▶ Work order: An exact transcription of the records is required, minus any images.

▶ Given entries:

::::

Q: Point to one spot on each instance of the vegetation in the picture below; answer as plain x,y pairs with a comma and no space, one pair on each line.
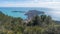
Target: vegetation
42,24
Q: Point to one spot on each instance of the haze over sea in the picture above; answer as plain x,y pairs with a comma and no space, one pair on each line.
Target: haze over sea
8,11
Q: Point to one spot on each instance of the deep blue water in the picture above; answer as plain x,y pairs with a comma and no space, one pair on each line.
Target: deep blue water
8,10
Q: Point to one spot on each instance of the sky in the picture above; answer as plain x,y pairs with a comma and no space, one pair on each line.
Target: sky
53,4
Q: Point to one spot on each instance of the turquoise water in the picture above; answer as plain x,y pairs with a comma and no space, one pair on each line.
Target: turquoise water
8,10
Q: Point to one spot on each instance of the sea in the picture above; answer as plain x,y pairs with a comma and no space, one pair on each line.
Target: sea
9,11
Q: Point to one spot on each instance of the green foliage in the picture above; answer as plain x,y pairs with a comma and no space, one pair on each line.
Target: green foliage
42,24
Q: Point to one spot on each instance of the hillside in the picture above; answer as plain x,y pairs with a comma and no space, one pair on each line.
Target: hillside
39,24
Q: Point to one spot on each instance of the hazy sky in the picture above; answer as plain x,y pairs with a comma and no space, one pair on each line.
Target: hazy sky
54,4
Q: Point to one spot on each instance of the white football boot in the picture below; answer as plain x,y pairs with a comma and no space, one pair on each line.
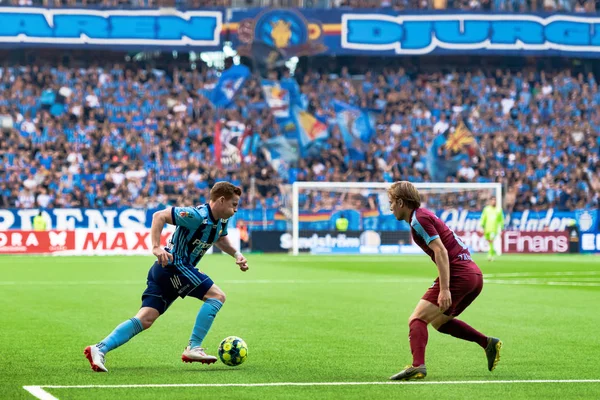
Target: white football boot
197,354
96,358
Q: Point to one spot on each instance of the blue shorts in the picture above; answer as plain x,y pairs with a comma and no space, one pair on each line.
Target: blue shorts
168,283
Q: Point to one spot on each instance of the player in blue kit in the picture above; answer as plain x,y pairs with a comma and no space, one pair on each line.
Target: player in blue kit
174,274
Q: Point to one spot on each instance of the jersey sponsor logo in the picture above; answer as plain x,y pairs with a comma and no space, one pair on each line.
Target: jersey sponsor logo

::::

▶ Output below:
Q: Point to one spot on each instance of the vegetation in the picture below; answer as plain x,y pairs with a comma and no space, one pair on each line.
Target: vegetation
42,24
Q: Point to one spot on each instance of the haze over sea in the picture above; answer as plain x,y pairs with a comma and no space, one pair on each line.
Target: haze over sea
8,11
Q: Point to one spot on each instance of the deep blue water in the picture above; answer as plain x,y pairs with a comma and no space, one pair on each line.
Target: deep blue water
8,10
Q: Point to one spot on each instance of the sky in the picture above; answer as plain x,y pairs with a comma and no space, one pair on each line.
Target: sky
53,4
Q: Point to one spot on each instance of the turquoise water in the picture above; answer as plain x,y pairs with a comma and no space, one pair on each line.
Target: turquoise water
8,10
Q: Point to one spot on each instance of the sea in the picture above; answer as plain x,y pairs with a comma and no space, one pair on each line.
Target: sea
9,11
Q: Point to one spot on each instance of the green foliage in the picture above; answer as plain x,y pairs with a comma and no space, one pair on each line.
Target: green foliage
42,24
Q: Point to one spot on each instance of the hillside in the picture above; answer as plain x,y pairs with a comma and no space, one pair on each line.
Target: hillside
39,24
Q: Point to one spot on each instance of the hazy sky in the picture above; answer as plain x,y pairs with a comma and no space, one pair on each line.
Target: hazy sky
54,4
Q: Point to one spot on each instance of the white football boot in the picture below; answer as plain x,y pairs with a comma and no space, one pair on each line.
Target: white football boot
197,354
96,358
Q: Point to one spot on each instance of the blue shorts in the picture above; answer as plain x,y pairs with a comma and no space, one pair on each line.
Target: blue shorts
168,283
Q: Point to one spot on each instance of the player in blue kit in the picture above; answer as plain x,y pairs with a comma and no space, one pair on each line.
Target: player in blue kit
174,274
Q: Point to one spot on each instance of the jersey sponsor logo in the picture above; answer as plain x,y pairs with a comma and no space, one pair on each line.
Target: jersey sponsor logo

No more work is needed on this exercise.